OBJECTIVE: Pick out and copy every line of the listing below that contains the string "blurred", treating uppercase and lowercase as distinct.

RECORDS:
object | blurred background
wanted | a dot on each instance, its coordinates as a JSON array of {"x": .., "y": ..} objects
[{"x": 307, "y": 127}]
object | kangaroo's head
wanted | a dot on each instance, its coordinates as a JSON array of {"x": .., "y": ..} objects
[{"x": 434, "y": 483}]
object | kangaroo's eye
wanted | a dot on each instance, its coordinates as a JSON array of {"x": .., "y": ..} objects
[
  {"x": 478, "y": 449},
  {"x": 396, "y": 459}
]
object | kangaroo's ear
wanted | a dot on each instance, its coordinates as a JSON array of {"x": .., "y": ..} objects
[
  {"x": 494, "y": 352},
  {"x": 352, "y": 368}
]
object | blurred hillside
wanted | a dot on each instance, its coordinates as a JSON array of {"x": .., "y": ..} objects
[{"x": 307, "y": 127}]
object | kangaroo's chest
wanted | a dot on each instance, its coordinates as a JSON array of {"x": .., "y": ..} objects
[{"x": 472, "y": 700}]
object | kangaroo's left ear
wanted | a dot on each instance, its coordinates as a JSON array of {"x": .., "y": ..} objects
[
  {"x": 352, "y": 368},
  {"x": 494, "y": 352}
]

==

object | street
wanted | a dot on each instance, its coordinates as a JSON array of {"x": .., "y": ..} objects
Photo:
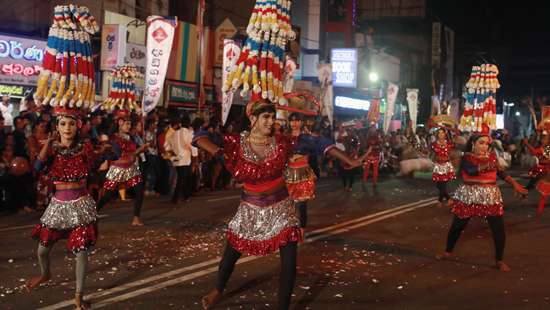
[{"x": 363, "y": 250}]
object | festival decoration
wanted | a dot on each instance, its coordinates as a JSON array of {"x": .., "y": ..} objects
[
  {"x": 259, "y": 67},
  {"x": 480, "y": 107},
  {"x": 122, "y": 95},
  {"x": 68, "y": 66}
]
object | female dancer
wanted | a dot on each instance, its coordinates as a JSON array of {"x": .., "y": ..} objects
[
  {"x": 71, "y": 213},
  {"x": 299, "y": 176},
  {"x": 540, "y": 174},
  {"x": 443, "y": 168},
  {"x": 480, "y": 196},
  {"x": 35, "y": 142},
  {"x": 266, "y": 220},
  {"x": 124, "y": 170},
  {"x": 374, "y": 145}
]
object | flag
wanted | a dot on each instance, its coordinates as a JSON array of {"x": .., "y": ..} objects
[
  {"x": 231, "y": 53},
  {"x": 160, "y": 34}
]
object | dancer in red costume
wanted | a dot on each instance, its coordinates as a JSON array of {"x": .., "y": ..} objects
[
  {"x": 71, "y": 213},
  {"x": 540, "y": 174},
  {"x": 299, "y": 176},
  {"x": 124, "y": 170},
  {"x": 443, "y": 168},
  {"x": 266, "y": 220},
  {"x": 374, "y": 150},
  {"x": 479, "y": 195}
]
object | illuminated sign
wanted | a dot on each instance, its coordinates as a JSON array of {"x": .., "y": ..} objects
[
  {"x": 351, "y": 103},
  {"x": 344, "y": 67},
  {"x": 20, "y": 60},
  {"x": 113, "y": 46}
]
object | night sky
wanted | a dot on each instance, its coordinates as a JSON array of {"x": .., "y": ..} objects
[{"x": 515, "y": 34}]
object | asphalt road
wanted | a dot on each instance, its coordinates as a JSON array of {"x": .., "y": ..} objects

COMPLETE OUTPUT:
object | blurred background
object | blurred hillside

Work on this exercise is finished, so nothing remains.